--- What to work on ---
Copy the listing below, replacing "brass coat hook" with "iron coat hook" and leaving everything else unchanged.

-- Begin Data in this exercise --

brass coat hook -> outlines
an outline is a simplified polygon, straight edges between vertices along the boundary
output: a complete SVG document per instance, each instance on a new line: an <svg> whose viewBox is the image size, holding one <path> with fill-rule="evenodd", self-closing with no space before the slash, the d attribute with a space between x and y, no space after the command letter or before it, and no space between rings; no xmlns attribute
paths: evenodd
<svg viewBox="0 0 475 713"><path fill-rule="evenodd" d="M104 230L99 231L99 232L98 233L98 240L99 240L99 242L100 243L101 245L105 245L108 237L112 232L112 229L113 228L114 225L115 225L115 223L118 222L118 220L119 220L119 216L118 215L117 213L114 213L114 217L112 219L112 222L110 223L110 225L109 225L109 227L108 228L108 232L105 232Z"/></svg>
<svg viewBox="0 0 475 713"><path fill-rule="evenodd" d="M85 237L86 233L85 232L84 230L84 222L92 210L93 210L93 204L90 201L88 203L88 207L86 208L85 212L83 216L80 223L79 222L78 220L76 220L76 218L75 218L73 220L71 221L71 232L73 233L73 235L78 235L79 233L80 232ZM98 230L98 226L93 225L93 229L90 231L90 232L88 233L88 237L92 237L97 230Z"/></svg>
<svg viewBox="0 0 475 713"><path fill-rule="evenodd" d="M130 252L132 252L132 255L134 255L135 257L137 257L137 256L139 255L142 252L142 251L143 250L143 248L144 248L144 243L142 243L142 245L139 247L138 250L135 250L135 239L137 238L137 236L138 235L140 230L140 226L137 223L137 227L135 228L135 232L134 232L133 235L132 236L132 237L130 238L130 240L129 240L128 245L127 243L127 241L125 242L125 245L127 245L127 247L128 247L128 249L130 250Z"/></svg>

-- End Data in this exercise --

--- Exercise result ---
iron coat hook -> outlines
an outline is a simplified polygon, straight edges between vertices along the boundary
output: a complete SVG document per instance, each instance on a new line: an <svg> whose viewBox is the image size, holding one <path> with fill-rule="evenodd", self-closing with no space before the slash, the d attribute with a space between x and y, no space after the command letter or before it, and no space between rings; no xmlns attribute
paths: evenodd
<svg viewBox="0 0 475 713"><path fill-rule="evenodd" d="M104 230L99 231L99 232L98 233L98 240L99 240L99 242L100 243L101 245L105 245L108 237L112 232L112 229L113 228L114 225L115 225L115 223L118 222L118 220L119 220L119 216L118 215L117 213L114 213L114 217L112 219L112 222L110 223L110 225L109 225L109 227L108 228L108 232L105 232Z"/></svg>
<svg viewBox="0 0 475 713"><path fill-rule="evenodd" d="M85 237L86 233L85 232L84 230L84 222L92 210L93 210L93 204L90 201L88 203L88 207L86 208L85 212L83 216L80 223L79 222L78 220L76 220L76 218L75 218L73 220L71 221L71 232L73 233L73 235L78 235L79 233L80 232ZM98 230L98 226L93 225L93 229L90 231L90 232L88 233L88 237L92 237L97 230Z"/></svg>
<svg viewBox="0 0 475 713"><path fill-rule="evenodd" d="M130 252L132 252L132 255L134 255L135 257L137 257L137 256L139 255L142 252L142 251L143 250L143 248L144 248L144 243L142 243L142 245L139 247L138 250L135 250L135 239L137 238L137 236L138 235L140 230L140 226L137 223L137 227L135 228L135 232L134 232L133 235L132 236L132 237L130 238L130 240L129 240L128 245L127 243L127 241L125 242L125 245L127 245L127 247L128 247L128 249L130 250Z"/></svg>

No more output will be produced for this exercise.